> **Task directions**: Copy each line of the records below, from the first through the one that contains "spot the wooden lower cabinet.", exactly as written.

> **Data to process**:

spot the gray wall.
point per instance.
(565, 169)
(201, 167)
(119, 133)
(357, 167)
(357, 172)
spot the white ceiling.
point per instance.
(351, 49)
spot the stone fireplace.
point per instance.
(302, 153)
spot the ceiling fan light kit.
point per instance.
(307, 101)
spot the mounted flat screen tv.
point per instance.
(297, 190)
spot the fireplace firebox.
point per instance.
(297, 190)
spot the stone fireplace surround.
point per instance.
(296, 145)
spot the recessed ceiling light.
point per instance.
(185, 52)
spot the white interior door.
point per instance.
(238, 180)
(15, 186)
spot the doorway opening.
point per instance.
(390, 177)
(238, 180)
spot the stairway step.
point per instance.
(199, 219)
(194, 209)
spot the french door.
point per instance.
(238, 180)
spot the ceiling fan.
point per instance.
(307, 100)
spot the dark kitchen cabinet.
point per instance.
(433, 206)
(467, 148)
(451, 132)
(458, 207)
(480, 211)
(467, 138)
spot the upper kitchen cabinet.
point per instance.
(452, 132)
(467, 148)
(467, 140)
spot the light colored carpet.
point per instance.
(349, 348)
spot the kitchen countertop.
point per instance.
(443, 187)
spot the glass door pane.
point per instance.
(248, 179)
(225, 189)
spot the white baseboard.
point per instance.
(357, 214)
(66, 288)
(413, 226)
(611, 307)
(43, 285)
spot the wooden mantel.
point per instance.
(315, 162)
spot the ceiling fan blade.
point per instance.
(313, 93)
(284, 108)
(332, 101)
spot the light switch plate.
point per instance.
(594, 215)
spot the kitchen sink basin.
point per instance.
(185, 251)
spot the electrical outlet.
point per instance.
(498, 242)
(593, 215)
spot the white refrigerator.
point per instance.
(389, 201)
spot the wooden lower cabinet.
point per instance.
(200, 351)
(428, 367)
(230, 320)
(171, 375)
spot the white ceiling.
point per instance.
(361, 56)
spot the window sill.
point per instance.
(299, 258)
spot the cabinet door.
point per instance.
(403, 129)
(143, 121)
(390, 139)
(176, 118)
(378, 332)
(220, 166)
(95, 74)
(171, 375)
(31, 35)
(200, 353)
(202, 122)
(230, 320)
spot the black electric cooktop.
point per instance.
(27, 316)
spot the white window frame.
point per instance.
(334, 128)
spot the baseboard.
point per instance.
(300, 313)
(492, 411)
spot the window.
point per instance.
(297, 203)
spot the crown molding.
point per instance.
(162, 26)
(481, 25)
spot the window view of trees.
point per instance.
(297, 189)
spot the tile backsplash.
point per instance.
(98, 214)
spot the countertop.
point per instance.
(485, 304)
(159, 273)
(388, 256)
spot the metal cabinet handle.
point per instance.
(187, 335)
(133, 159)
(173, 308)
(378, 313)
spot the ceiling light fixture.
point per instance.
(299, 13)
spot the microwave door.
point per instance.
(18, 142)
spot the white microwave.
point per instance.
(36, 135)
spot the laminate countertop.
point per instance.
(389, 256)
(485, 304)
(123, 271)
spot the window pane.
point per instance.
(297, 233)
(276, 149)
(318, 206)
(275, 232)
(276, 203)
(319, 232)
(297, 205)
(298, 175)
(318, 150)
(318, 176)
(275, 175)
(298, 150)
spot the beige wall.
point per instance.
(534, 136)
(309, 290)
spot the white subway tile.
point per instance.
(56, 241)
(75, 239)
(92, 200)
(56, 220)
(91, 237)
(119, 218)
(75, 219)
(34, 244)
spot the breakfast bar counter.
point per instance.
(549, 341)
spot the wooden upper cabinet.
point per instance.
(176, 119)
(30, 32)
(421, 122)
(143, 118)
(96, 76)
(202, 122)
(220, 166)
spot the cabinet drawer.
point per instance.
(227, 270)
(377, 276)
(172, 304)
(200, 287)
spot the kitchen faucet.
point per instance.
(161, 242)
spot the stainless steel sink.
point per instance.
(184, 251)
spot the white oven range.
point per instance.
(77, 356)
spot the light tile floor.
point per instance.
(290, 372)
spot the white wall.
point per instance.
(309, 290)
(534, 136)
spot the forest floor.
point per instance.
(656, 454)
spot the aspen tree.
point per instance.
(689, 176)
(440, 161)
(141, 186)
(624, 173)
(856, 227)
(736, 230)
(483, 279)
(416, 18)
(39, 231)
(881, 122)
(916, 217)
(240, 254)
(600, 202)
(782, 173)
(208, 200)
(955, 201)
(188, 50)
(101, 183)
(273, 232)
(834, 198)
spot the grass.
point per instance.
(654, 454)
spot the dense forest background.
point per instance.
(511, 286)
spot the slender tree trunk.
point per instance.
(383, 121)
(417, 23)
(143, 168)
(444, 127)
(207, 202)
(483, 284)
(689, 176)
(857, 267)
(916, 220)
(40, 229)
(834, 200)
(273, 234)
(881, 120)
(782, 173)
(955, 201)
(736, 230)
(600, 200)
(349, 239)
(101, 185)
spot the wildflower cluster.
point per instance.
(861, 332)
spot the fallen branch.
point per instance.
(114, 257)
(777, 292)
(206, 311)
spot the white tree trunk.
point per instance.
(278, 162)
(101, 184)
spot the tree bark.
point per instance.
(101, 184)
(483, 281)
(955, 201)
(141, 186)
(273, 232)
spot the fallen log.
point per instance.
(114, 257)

> **Answer for the task**:
spot the gray wall.
point per instance.
(565, 169)
(201, 167)
(119, 133)
(357, 167)
(357, 172)
spot the white ceiling.
point per instance.
(351, 49)
spot the stone fireplace.
point per instance.
(302, 153)
spot the ceiling fan light kit.
point per instance.
(307, 101)
spot the mounted flat screen tv.
point per instance.
(297, 190)
spot the fireplace firebox.
point per instance.
(297, 190)
spot the stone fireplace surround.
point per instance.
(296, 145)
spot the recessed ceiling light.
point per instance.
(185, 52)
spot the white interior door.
point per instance.
(238, 180)
(15, 186)
spot the doorway opening.
point per instance.
(390, 177)
(238, 180)
spot the stairway step.
point per instance.
(199, 219)
(194, 209)
spot the french door.
point per instance.
(238, 180)
spot the ceiling fan.
point per instance.
(307, 100)
spot the dark kitchen cabinet.
point per instance.
(433, 206)
(467, 148)
(451, 132)
(458, 207)
(480, 211)
(467, 138)
spot the upper kitchen cabinet.
point per instance.
(452, 132)
(467, 148)
(467, 140)
spot the light colored carpet.
point per instance.
(349, 348)
spot the kitchen countertop.
point per instance.
(443, 187)
spot the glass door pane.
point per instance.
(248, 179)
(225, 189)
spot the white baseboard.
point per instance.
(357, 214)
(66, 288)
(413, 226)
(611, 307)
(43, 285)
spot the wooden mantel.
point per instance.
(315, 162)
spot the ceiling fan blade.
point per instance.
(313, 93)
(284, 108)
(332, 101)
spot the light switch plate.
point per instance.
(594, 215)
spot the kitchen sink basin.
point per instance.
(185, 251)
spot the electrical outlet.
point per instance.
(498, 242)
(593, 215)
spot the white refrigerator.
point per instance.
(389, 201)
spot the wooden lower cabinet.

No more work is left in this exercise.